_Directions for this task_
Without including any images, repeat the data exactly.

_Exercise materials_
──────────
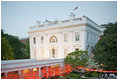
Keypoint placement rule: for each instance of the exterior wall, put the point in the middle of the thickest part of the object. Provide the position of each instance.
(88, 37)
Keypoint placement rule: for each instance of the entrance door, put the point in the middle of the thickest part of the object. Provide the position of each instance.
(53, 53)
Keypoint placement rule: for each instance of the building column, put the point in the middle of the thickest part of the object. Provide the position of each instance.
(39, 72)
(47, 71)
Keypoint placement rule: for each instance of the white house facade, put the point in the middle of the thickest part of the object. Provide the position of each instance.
(54, 40)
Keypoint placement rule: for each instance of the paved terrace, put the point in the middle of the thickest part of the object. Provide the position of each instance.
(17, 65)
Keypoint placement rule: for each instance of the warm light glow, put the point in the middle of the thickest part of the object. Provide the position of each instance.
(26, 71)
(51, 66)
(34, 69)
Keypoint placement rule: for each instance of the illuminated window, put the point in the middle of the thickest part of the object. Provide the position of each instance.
(65, 52)
(65, 37)
(76, 36)
(34, 69)
(34, 40)
(53, 39)
(53, 53)
(42, 39)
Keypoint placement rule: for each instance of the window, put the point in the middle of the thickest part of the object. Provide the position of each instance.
(53, 39)
(77, 49)
(34, 40)
(76, 36)
(42, 39)
(65, 37)
(65, 52)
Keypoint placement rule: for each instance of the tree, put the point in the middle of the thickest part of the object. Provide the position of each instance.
(27, 49)
(105, 50)
(6, 49)
(77, 58)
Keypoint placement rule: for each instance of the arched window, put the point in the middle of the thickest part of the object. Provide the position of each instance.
(42, 39)
(65, 37)
(53, 39)
(77, 36)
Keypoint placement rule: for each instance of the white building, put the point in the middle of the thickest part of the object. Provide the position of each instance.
(54, 40)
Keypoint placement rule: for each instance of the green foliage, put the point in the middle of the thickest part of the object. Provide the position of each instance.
(77, 58)
(72, 76)
(6, 50)
(20, 50)
(106, 49)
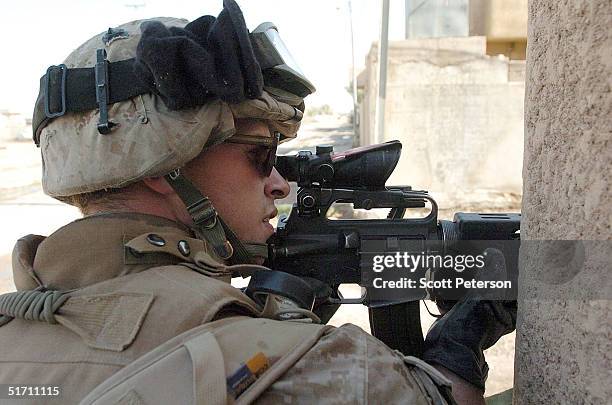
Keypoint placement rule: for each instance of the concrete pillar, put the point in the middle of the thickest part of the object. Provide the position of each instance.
(564, 331)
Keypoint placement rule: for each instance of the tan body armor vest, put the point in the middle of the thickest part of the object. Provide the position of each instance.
(161, 332)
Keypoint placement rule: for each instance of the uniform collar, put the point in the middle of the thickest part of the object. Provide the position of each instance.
(90, 250)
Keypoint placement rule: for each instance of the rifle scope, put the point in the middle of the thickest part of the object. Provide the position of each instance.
(366, 168)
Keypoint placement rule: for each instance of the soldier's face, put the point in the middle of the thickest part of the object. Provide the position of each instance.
(231, 176)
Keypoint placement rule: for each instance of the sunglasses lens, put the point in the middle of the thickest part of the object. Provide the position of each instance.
(270, 162)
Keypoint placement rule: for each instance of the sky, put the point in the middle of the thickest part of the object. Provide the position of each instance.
(37, 34)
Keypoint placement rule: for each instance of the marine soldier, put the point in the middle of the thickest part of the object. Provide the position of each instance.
(164, 134)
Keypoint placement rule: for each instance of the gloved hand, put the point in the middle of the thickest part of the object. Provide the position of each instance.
(458, 339)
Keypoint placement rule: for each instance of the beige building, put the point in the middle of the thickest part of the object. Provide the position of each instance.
(456, 103)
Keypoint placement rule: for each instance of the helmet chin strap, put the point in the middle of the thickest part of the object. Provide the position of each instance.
(209, 226)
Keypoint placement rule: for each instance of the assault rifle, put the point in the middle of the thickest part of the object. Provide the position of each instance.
(327, 253)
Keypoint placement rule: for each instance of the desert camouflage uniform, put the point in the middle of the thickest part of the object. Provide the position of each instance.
(126, 302)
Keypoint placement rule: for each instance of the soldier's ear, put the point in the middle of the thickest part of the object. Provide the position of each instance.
(158, 185)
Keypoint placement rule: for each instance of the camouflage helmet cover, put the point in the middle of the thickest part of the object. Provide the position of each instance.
(150, 139)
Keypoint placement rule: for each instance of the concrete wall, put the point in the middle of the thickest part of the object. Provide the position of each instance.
(498, 20)
(457, 111)
(437, 18)
(564, 345)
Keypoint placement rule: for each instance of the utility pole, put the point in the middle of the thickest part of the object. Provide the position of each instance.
(407, 14)
(356, 141)
(383, 45)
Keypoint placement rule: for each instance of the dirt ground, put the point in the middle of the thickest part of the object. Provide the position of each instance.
(24, 209)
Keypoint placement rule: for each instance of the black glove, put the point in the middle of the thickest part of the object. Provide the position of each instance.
(458, 339)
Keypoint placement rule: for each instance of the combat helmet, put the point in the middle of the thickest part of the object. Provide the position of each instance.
(143, 99)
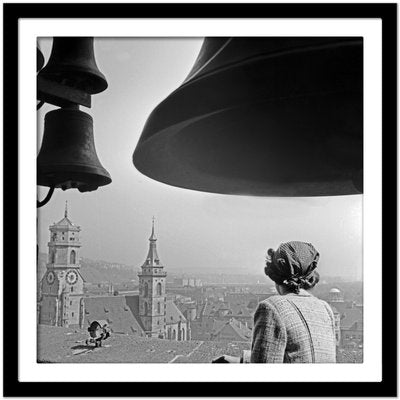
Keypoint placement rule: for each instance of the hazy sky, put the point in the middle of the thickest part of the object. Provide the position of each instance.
(194, 229)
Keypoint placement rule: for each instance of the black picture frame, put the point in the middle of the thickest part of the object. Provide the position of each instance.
(12, 13)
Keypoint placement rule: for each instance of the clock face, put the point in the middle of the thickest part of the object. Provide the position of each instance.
(50, 277)
(71, 277)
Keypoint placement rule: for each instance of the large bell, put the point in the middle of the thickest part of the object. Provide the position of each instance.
(72, 63)
(262, 116)
(67, 158)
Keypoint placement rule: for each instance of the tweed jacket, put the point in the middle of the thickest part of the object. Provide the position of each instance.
(293, 328)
──────────
_Expected answer_
Keypoint placement rule: for each instance of the exterior wall, put the point in the middle of the thickest part of the object. Provide the position of each instance.
(88, 37)
Keypoint placement rule: for each instance of the entrance door, put the point in the middle of the thickest part of the object. Provide the position of each instance.
(53, 53)
Keypoint placement rule: for each instance of the building column, put the point in the middle of the thickest part of the object. Provide the position of each instance.
(39, 72)
(47, 71)
Keypoint placement rule: for each instance of the white house facade, put the point in the middle of the thickest part of the object. Provide the position of each instance.
(54, 40)
Keypoint placement rule: for each instance of the paved terrace, put the point in the middle of the thickest part of the object. Provide the position of each instance.
(17, 65)
Keypoint placement rule: for each instance of the warm light glow, put the point in the middle of the thickest part of the object. Provide the position of each instance.
(26, 71)
(51, 66)
(34, 69)
Keypoint placement rule: for each instance of the illuminated window, put the point in the middle of the thickest part of the object. Provide the position of each instance.
(65, 52)
(65, 37)
(76, 36)
(34, 69)
(34, 40)
(53, 39)
(53, 53)
(42, 39)
Keypoint placement rule: for each instance of the window, put the point in the middle of the thickest part of the object. Provide the position of each instance.
(53, 39)
(77, 49)
(34, 40)
(76, 36)
(42, 39)
(65, 37)
(65, 52)
Keypoint placement rule: for each instance of the tree, put the point in the middle of the thickest part of the object. Provide the position of each instance.
(27, 49)
(105, 50)
(6, 49)
(77, 58)
Keypoint placement rule: for each instance of the arched window, put the point in the middle of the thickest part of the object. Provide the position of each instance.
(42, 39)
(65, 37)
(53, 39)
(77, 36)
Keypoint placement rule: for each instance of the white building, put the point in the middle of the thickest part of the object. Provide the position of each instance.
(54, 40)
Keypoint placement rule: for each instance of the green foliage, put the point in the middle of the thickest part of the object. Provide the position of each instance.
(77, 58)
(72, 76)
(6, 50)
(20, 50)
(106, 49)
Keypoint placement rule: for each instance of the concrete pillar, put the point in the middle of the thickest part of the object. Provide the position of each instance.
(564, 331)
Keypoint placement rule: for each instance of the tan body armor vest, put the point in the middle of the thickest part of the object. Provide the position of each instance.
(161, 332)
Keypoint placement rule: for each instance of the uniform collar, put the point in the middle of the thickest part of the object. Provide the position of each instance.
(90, 250)
Keypoint placement rule: for each instance of the rifle scope, put the point in the middle of the thickest part of the object. Provide the position of each instance.
(366, 168)
Keypoint placement rule: for each instance of the soldier's face, put the point in the middle of the thickest part of the object. Provide the position of each instance.
(231, 176)
Keypoint placement rule: for each instance of the sunglasses lens, put the point in the middle of the thickest part of the object. Provide the position of each instance.
(270, 162)
Keypoint placement rule: for each instance of the sky, put the point in the middle of the thickest part of the object. Provide the position of each instance.
(37, 34)
Keypoint placement rule: for each instance of the marine soldier, put the point in the middle of the thickest part of the object. Provide the position of each instance.
(164, 134)
Keypoint placement rule: for each instance of the gloved hand, put the point in the middle of the thickest part of the object. Provide the position of each instance.
(458, 339)
Keypoint placement rule: for each instance of the beige building, put the point in the middle of the thickest part of the object. Provide the position of each instance.
(456, 103)
Keypoint placement rule: for each instance of the helmet chin strap, put the point in the middle of the thickest part of the object. Provide the position of each instance.
(209, 226)
Keypoint placement rule: for each instance of the assault rifle, put the point in the middle of the thickest part of the object. Provide the position of each instance.
(327, 253)
Keypoint placement rule: for each instance of the desert camouflage uniform, put the point in the middle of the thickest part of the object. Provide the position of each instance.
(126, 302)
Keypoint placement rule: for each instance of the soldier's ear, put the point in the middle of the thickest part of the object. Provide the position of each instance.
(158, 185)
Keypoint placement rule: for each instance of the camouflage helmet cover, put the point in the middle of the thickest part of the object. Provide the position of each instance.
(150, 139)
Keypoint placement rule: for each instance of the concrete wall, put the point in the middle of the thickest part of the object. Provide the position of each instance.
(498, 20)
(457, 111)
(437, 18)
(564, 345)
Keypoint placement rule: for each instance of the utility pole, put the point in the middle of the thickest part of the object. Provide the position of each instance.
(407, 14)
(356, 141)
(383, 45)
Keypoint placement rule: for each instance of the dirt ground, put the point in the middle of the thickest part of the object. Provide the position of each instance.
(24, 209)
Keypoint placement rule: for each instance of the black glove, put the point in the middle of the thickest part of the object. Provide the position of each instance.
(458, 339)
Keypoint placement rule: for each instance of the combat helmet, put the point in the middle of the thickest part of the object. Provide the position of each instance.
(143, 99)
Keypoint placement rule: for each instance of the hazy sky, put the point in the middle of the thickest part of the object. Provide the position of each instance.
(194, 229)
Keypoint placement rule: for each instance of the black picture frame, put the point in the middle of the thickest part of the object. Provide the position of each instance.
(12, 13)
Keypoint placement rule: for each instance of the clock face, put the point in the middle of the thickest part of the object. Provide the position of each instance.
(50, 277)
(71, 277)
Keypoint placement rule: for each instance of the large bell, put the point in the middle of the thickest part of the object. Provide the position of each instance.
(72, 63)
(262, 116)
(67, 158)
Keypoint placement rule: for each instance of the tweed jacket, put the point in the middle of the thickest part of the object. Provide the position of each instance.
(293, 328)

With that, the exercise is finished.